Would you write out every record that follows exactly, with the pictures left out?

*Material supplied:*
---------------

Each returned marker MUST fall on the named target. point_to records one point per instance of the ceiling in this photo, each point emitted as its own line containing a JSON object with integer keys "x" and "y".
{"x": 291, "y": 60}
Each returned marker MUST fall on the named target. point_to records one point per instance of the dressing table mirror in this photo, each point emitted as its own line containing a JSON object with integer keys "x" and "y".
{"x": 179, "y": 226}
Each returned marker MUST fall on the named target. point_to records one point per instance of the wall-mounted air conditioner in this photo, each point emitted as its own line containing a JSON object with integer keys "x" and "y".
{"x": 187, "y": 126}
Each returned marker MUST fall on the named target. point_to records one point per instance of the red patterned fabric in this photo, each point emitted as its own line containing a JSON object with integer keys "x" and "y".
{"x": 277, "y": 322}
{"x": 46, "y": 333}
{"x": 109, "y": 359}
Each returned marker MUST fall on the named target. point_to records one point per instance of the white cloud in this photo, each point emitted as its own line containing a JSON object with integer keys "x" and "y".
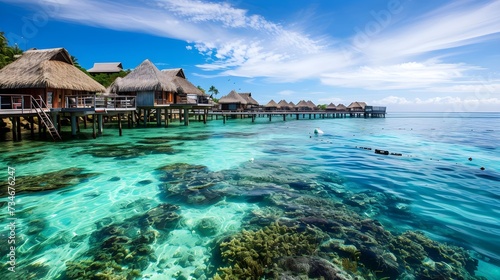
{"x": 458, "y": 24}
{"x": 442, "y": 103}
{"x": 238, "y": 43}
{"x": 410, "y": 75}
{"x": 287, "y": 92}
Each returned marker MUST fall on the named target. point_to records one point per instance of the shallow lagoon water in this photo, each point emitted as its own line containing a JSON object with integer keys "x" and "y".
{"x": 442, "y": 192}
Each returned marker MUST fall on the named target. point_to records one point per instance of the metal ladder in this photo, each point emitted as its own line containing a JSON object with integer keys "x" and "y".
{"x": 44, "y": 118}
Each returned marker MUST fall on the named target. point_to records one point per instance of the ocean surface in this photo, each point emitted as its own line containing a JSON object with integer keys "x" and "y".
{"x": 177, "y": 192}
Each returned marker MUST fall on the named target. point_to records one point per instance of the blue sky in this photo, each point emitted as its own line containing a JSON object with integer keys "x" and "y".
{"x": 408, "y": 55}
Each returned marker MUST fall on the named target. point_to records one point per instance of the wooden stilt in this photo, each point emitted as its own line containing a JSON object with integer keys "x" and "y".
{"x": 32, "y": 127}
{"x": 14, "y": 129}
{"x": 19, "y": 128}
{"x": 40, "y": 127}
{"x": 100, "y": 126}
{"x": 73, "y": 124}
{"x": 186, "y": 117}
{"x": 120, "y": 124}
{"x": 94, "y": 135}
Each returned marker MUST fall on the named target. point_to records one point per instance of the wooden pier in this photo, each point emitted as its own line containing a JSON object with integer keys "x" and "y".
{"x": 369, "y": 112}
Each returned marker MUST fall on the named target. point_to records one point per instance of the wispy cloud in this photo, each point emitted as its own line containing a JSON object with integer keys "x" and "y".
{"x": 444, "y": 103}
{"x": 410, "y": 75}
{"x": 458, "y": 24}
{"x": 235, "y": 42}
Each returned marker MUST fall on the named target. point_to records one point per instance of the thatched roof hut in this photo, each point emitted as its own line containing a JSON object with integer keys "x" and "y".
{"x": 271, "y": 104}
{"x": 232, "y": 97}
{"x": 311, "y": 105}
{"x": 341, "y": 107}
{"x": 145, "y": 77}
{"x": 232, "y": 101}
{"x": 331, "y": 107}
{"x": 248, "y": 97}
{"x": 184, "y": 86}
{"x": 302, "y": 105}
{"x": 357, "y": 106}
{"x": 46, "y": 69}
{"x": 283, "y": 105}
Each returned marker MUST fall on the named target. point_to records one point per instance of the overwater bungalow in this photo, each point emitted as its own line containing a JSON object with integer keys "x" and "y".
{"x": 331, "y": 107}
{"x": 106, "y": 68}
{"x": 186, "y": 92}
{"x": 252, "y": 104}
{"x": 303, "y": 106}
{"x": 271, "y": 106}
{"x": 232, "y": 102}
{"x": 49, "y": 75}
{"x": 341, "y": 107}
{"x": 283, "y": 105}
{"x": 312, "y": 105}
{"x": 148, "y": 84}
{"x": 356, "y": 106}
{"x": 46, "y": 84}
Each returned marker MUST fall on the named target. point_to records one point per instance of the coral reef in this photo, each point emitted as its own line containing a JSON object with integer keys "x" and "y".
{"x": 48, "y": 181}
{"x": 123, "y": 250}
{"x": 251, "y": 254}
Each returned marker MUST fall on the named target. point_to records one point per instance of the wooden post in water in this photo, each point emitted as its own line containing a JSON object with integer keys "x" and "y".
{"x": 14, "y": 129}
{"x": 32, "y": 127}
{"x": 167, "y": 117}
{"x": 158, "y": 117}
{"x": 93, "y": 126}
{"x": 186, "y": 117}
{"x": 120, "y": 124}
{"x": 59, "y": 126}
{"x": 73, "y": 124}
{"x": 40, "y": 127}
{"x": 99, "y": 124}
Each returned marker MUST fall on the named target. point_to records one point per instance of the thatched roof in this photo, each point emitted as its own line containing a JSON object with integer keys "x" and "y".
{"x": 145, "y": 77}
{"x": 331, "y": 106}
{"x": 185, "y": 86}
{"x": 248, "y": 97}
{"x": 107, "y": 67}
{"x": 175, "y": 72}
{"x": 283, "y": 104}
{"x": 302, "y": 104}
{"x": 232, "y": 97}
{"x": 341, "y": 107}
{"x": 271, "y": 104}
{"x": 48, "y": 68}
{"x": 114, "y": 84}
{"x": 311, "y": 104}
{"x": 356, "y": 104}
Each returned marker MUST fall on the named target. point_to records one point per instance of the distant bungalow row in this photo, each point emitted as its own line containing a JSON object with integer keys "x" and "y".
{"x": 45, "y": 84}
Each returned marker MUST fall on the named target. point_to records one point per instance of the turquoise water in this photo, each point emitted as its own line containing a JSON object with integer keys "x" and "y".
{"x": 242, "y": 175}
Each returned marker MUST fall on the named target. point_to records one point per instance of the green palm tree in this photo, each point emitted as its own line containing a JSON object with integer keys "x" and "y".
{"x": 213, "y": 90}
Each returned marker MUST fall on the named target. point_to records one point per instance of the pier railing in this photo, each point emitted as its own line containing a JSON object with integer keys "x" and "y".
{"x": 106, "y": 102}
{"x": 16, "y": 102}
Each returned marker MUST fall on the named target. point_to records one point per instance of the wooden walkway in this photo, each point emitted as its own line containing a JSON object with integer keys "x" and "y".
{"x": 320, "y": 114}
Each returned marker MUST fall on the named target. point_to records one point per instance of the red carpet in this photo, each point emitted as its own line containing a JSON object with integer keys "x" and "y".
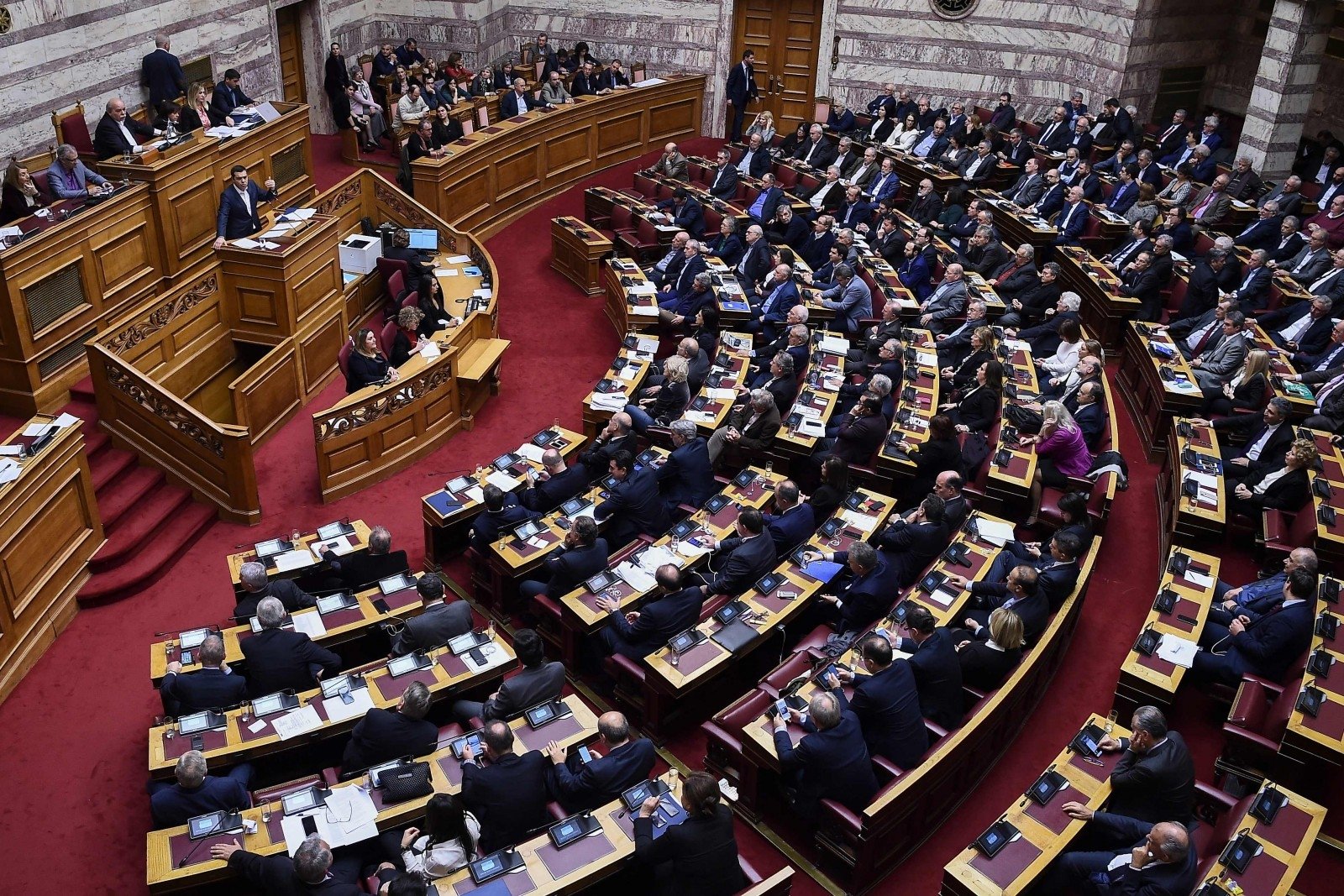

---------------

*Result for this exercise:*
Each returned marker MUST fall on the named target. point_to records one point per instance of the ceiling in this photo, each point emitted as its own line containing a JSON object with integer keys "x" and "y".
{"x": 291, "y": 60}
Each returned marker MUST fall on the named target. point_to records one point per instance of the dressing table mirror in this photo, each point emitted as its own line containing a JSON object with integer keys "x" and "y".
{"x": 179, "y": 226}
Each returned marker MUST fall on the named target. point_to records one point per instance of the wall-mounted air conditioner in this photo, each point emitted as its own line containing a JSON object with integer keys "x" and "y".
{"x": 187, "y": 126}
Each returned marker MUST fall on the named target. point_to records one point per instance of the red patterned fabric in this photo, each point emitted as its own line containing a JSON object with integer keys "x" and "y".
{"x": 277, "y": 322}
{"x": 46, "y": 333}
{"x": 109, "y": 359}
Each returned marker MUST fall on the named target. point_to records one point per instance of the white cloud in this photo, each point emitted as its own line containing a JSON object with integer keys "x" and "y".
{"x": 458, "y": 24}
{"x": 442, "y": 103}
{"x": 238, "y": 43}
{"x": 410, "y": 75}
{"x": 287, "y": 92}
Each returned marker MUST fall on the named target. point_to records one point per instance of the shallow lagoon water in this photo, each point emitted as its own line containing a JSON object with integer keys "x" and "y".
{"x": 442, "y": 192}
Each returned marker MUST fall on the named target. point_to records one point per instance of the metal ladder in this photo, each point emitted as its own line containing a JSON object with integer keys "x" and "y".
{"x": 44, "y": 118}
Each returned marker MUST fall on the named target. point_to records one point per instance of the ocean surface in this photo, each point emitted as its own line containing a JSON object with integer keys "x" and "y".
{"x": 177, "y": 192}
Each returned marker MUST fall on the named target. point_to records one point per instance of the blue sky in this photo, each point emitted as its own line containing a JSON object with integer keys "x" and "y".
{"x": 408, "y": 55}
Each returned marker MUST fall on the named target. point_to records one point per instance of the wooden stilt in this photo, each point emitted as its own line containing a JSON object with integer keys "x" and "y".
{"x": 32, "y": 127}
{"x": 14, "y": 129}
{"x": 19, "y": 128}
{"x": 40, "y": 127}
{"x": 100, "y": 126}
{"x": 73, "y": 124}
{"x": 186, "y": 117}
{"x": 120, "y": 124}
{"x": 94, "y": 135}
Each returned marker MUST fall on the named target. point_to records one point per instance of the wooden pier in this photo, each point emitted as its own line containing a JSON object with integer keys "x" and "y".
{"x": 369, "y": 112}
Each returned marker MUST fall on the named target. point_to records one point per instance of the wispy cloud in this photo, each point emitted as its own line containing a JSON object with integer keys "x" and "y".
{"x": 444, "y": 103}
{"x": 410, "y": 75}
{"x": 458, "y": 24}
{"x": 235, "y": 42}
Each returned marker MUST fall on the named target. point_to records one point per instance of the thatched roof hut in this photo, each point emitted as its own line containing a JSON object with integer keys "x" and "y".
{"x": 271, "y": 104}
{"x": 232, "y": 97}
{"x": 311, "y": 105}
{"x": 341, "y": 107}
{"x": 145, "y": 77}
{"x": 232, "y": 101}
{"x": 331, "y": 107}
{"x": 248, "y": 97}
{"x": 184, "y": 86}
{"x": 302, "y": 105}
{"x": 357, "y": 106}
{"x": 46, "y": 69}
{"x": 283, "y": 105}
Each returned marker MUST fall on the named target. point_to records one point per instance of the overwater bungalow in this photo, each point emitted as its own line containing a JSON object with integer keys "x" and "y".
{"x": 331, "y": 107}
{"x": 106, "y": 68}
{"x": 186, "y": 92}
{"x": 252, "y": 104}
{"x": 303, "y": 106}
{"x": 271, "y": 106}
{"x": 232, "y": 102}
{"x": 49, "y": 75}
{"x": 341, "y": 107}
{"x": 283, "y": 105}
{"x": 312, "y": 105}
{"x": 148, "y": 84}
{"x": 356, "y": 106}
{"x": 46, "y": 84}
Each returned marker MUST fall on the named target. point_to records one point per instance of the coral reef in this photo, each point emitted as its own line containing a JSON object with integer keys "x" and "y".
{"x": 48, "y": 181}
{"x": 123, "y": 250}
{"x": 251, "y": 254}
Each returned marker MUST fall on the named target. point_to records one point per instance of the wooden post in water in this photo, each point emitted as its own line containing a JSON object with integer keys "x" and "y".
{"x": 14, "y": 129}
{"x": 32, "y": 127}
{"x": 167, "y": 117}
{"x": 158, "y": 117}
{"x": 93, "y": 126}
{"x": 186, "y": 117}
{"x": 120, "y": 124}
{"x": 59, "y": 126}
{"x": 73, "y": 124}
{"x": 40, "y": 127}
{"x": 99, "y": 124}
Each returned marker MUST fall on the named target. point_to records one point per instance of the thatched roof in this photo, each point emitted as its own line containing a JSON object with integer keys "x" and "y".
{"x": 145, "y": 77}
{"x": 331, "y": 106}
{"x": 185, "y": 86}
{"x": 248, "y": 97}
{"x": 107, "y": 67}
{"x": 175, "y": 72}
{"x": 283, "y": 104}
{"x": 302, "y": 104}
{"x": 232, "y": 97}
{"x": 341, "y": 107}
{"x": 271, "y": 104}
{"x": 48, "y": 68}
{"x": 114, "y": 84}
{"x": 311, "y": 104}
{"x": 356, "y": 104}
Each returned marker MUST fall on the named target. point_to records one point per instance of the distant bungalow row in this photo, each point emitted as its own line containing a JSON object with integer keys "x" and "y".
{"x": 45, "y": 84}
Each returned marker MUST fall on the named target. point_to records one point per instance of the turquoise water in this photo, each point emitted as its own line containing a JSON object with integer keys "x" and "y".
{"x": 242, "y": 175}
Each returned marker MUST fall on the named target. point_to records one point per instance of the green palm tree in this photo, each point emitted as its own line containing a JSON object with integer keys "x" and "y".
{"x": 213, "y": 90}
Each returned marker MUST fall on the named target. point_to records one point per instance of the pier railing in this photo, each point emitted as its own line containing a JSON object with integer keys "x" and "y".
{"x": 106, "y": 102}
{"x": 16, "y": 102}
Each returned marker MUST fall on the named target. point_to records one point per instance of the wooden walkway in this photo, each point emitted as its own line containing a JSON object with integer keys "x" and "y".
{"x": 320, "y": 114}
Each returned marker MUST fall on the named target. point_to records one point per instance of the red carpet in this photo, each point emitted as its own line containing a JSON object with integer keys "x" and "y".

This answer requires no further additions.